### What you will do:
A) Answer these questions from the thread about mmap error handling:
(i) Which signal does an application receive, crashing it, when a write to an mmaped pointer hits a file system problem?
(ii) What had the partition run out of when imagemagick kept crashing?
(iii) What kind of mmap does justin66 say is fine to use together with another method for writes?
B) Rewrite the part of the mmap thread starting at "There’s nothing wrong" and ending at "a read error.", swapping "method" for "approach".
C) Extend the mmap error-handling thread with a reply that follows its last post.

### Text passage:
As a word of warning, mmap is fine if the semantics match the application. mmap ...

iforgotpassword · on Jan 9, 2021

Also error handling. read and write can return errors, but what happens when you write to a mmaped pointer and the underlying file system has some issue? Assigning a value to a variable cannot return an error.

So you get a fine SIGBUS to your application and it crashes. Just the other day I used imagemagick and it always crashed with a SIGBUS and just when I started googling the issue I remembered mmap, noticed that the partition ran out of space, freed up some more and the issue was gone.

So you might want to set up a handler for that signal, but now the control flow suddenly jumps to another function if an error occurs, and you have to somehow figure out where in your program the error occurred and then what? Then you remember that longjmp exists and you end up with a steaming pile of garbage code.

Only use mmap if you absolutely must. Don't just "mmap all teh files" as it's the new cool thing you learned about.

jabl · on Jan 9, 2021

Indeed. The issue with file resizing I mentioned was mostly related to error handling (what if another process/thread/file descriptor/ truncates the file, etc.). But yes, there are of course other errors as well, like the fs running out of space you mention.

chrchang523 · on Jan 9, 2021

Yeah, this is the biggest reason I stay the hell away from mmap now. Signal handlers are a much worse minefield than error handling in any standard file I/O API I've seen.

justin66 · on Jan 9, 2021

There’s nothing wrong with using a read only mmap in conjunction with another method for writes.

iforgotpassword · on Jan 9, 2021

You have exactly the same problem on a read error.

justin66 · on Jan 9, 2021

Not the problem you described in your second paragraph.

iforgotpassword · on Jan 10, 2021

Then what do you think happens when you read from your mapped memory and the file system is corrupted and returns an error, or the drive has a bad sector, or the nfs server acts up...

### Information supplied:
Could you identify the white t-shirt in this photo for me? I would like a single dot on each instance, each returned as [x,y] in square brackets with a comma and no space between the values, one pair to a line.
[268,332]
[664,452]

### Answers given:
A)
(i) SIGBUS
(ii) Space
(iii) A read only mmap

B)
There’s nothing wrong with using a read only mmap in conjunction with another approach for writes.

iforgotpassword · on Jan 9, 2021

You have exactly the same problem on a read error.

C)
justin66 · on Jan 10, 2021

Reading from a busted file system is a problem to be dealt with (or not), yes, and I certainly wouldn’t recommend mmaping a file shared over nfs if you can help it. I’m not sure what the use case is where that would seem like a good idea.

C, pointers, and mmap are dangerous, sharp instruments but I have to wonder who some of these dramatic warnings are for.

iforgotpassword · on Jan 10, 2021

In general we can probably agree you should always check the return value of read() and write() and handle errors. At least just perror() and abort(), so the user has a chance at finding the problem. Similarly, using mmaped files without handling errors is user hostile since it just crashes the app and SIGBUS gives absolutely no clue to the user what happened. As said, my point is to use mmap when it really makes sense and is worth the hassle, not just because it seems cool and makes the code look a little simpler, exactly because you omit error handling. Especially if you don't know how people will use your software. As you said, mmap on nfs is bad, so you'd basically have to forbid users from using your software with network shares.

klodolph · on Jan 9, 2021

You don’t have to longjmp, you can remap the memory and set a flag, return from the signal handler, handle the error later, if you like.

nlitened · on Jan 9, 2021

Is it still the case in 64-bit systems?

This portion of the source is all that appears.